(Natural-language object grounding data)
********

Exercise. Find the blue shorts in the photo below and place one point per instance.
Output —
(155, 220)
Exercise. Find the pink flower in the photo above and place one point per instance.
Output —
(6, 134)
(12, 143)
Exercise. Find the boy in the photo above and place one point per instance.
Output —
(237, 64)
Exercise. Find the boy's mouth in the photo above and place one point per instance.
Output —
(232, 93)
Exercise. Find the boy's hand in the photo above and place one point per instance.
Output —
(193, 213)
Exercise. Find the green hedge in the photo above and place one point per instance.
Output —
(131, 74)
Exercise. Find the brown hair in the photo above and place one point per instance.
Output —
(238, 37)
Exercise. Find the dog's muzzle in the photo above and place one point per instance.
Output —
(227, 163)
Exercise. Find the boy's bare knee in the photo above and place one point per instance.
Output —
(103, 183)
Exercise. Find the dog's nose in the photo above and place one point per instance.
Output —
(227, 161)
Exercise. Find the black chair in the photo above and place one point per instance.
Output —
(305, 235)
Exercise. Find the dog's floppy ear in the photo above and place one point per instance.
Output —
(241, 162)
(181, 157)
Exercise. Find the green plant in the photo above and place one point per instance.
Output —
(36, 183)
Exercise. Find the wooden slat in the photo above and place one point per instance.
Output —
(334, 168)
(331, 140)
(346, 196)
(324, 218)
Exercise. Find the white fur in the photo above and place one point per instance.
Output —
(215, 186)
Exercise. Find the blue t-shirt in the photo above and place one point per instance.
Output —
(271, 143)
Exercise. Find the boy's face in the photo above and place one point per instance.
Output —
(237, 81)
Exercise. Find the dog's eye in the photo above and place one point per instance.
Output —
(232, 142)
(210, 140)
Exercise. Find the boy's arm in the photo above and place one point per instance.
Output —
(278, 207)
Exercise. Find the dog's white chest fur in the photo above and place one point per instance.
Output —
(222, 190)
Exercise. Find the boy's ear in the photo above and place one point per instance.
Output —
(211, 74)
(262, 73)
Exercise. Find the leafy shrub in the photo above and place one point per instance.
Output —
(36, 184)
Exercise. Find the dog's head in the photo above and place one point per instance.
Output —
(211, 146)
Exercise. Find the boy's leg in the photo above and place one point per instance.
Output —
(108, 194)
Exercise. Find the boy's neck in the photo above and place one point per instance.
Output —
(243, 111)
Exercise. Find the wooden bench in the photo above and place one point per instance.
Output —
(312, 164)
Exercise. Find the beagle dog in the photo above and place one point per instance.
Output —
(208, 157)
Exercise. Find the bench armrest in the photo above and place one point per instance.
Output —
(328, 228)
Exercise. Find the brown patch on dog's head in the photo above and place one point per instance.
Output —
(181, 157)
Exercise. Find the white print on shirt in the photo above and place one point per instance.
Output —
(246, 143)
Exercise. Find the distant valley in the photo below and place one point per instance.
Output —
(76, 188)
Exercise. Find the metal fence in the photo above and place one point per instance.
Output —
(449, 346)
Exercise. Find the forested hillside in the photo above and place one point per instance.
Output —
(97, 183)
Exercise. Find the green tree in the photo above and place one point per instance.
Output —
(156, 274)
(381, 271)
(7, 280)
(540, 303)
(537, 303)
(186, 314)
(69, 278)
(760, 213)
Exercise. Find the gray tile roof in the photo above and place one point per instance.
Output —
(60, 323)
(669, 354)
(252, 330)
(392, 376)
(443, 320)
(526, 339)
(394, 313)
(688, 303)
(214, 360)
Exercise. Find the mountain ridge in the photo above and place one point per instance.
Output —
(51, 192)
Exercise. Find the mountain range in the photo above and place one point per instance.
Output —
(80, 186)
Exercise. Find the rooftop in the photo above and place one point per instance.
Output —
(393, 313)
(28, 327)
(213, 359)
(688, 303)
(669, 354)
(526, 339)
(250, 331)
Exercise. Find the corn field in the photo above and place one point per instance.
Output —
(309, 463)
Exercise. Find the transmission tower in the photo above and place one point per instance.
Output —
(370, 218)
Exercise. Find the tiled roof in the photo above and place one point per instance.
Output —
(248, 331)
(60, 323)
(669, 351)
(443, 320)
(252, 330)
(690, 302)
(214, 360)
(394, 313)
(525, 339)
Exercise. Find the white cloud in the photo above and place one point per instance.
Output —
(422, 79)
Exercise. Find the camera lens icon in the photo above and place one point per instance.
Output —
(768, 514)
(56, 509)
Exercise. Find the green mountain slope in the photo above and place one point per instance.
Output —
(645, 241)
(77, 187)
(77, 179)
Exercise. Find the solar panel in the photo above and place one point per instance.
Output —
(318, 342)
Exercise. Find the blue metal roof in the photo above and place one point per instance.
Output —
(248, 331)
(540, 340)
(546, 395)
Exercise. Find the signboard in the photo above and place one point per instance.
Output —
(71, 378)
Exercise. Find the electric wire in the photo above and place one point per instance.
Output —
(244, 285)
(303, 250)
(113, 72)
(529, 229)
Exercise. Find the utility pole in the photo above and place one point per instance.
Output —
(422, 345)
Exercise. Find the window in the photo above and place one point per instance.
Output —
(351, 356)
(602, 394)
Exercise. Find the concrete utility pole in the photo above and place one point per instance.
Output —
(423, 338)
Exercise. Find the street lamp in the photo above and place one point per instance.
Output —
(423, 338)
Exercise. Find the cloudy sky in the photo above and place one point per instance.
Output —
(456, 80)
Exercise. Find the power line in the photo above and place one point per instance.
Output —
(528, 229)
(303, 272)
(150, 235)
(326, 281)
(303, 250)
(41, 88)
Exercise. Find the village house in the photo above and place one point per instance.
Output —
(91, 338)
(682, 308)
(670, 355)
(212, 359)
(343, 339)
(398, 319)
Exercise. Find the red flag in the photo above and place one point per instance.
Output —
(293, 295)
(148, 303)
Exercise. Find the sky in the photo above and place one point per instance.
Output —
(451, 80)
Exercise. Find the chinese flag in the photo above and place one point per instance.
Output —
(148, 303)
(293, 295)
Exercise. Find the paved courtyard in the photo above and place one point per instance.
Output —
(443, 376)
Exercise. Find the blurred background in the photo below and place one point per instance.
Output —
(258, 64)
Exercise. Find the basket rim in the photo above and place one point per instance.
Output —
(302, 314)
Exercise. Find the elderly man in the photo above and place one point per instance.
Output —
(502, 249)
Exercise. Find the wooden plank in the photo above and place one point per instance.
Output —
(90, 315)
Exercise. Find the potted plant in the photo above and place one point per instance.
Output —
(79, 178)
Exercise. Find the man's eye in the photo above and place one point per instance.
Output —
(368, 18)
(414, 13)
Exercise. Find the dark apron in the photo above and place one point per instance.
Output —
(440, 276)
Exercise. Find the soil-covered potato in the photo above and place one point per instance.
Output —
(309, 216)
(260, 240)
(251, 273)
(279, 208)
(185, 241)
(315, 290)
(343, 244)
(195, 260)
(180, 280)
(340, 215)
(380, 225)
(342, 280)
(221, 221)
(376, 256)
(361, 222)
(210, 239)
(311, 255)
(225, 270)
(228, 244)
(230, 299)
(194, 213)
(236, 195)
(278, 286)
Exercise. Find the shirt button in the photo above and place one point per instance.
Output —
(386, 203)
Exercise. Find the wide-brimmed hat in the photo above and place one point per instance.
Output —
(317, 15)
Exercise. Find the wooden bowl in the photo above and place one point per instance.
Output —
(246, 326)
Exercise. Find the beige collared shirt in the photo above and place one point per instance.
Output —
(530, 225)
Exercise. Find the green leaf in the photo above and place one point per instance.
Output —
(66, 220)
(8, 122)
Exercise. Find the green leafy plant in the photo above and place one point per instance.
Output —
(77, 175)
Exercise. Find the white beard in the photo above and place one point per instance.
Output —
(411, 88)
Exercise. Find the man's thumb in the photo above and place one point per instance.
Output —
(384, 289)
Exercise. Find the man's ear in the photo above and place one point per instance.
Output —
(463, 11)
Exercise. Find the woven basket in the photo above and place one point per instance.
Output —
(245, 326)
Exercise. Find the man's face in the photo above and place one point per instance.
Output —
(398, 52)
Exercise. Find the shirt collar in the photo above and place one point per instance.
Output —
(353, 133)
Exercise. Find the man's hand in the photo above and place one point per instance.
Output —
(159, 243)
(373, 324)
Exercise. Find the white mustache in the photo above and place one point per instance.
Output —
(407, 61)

********

Search the entries for the string "head" and copy each line where it occurs.

Result for this exercise:
Exercise. Find the dog's head in the photo above and place one point per instance.
Exercise. Find the brown patch on dog's head in the photo above and place one point per instance.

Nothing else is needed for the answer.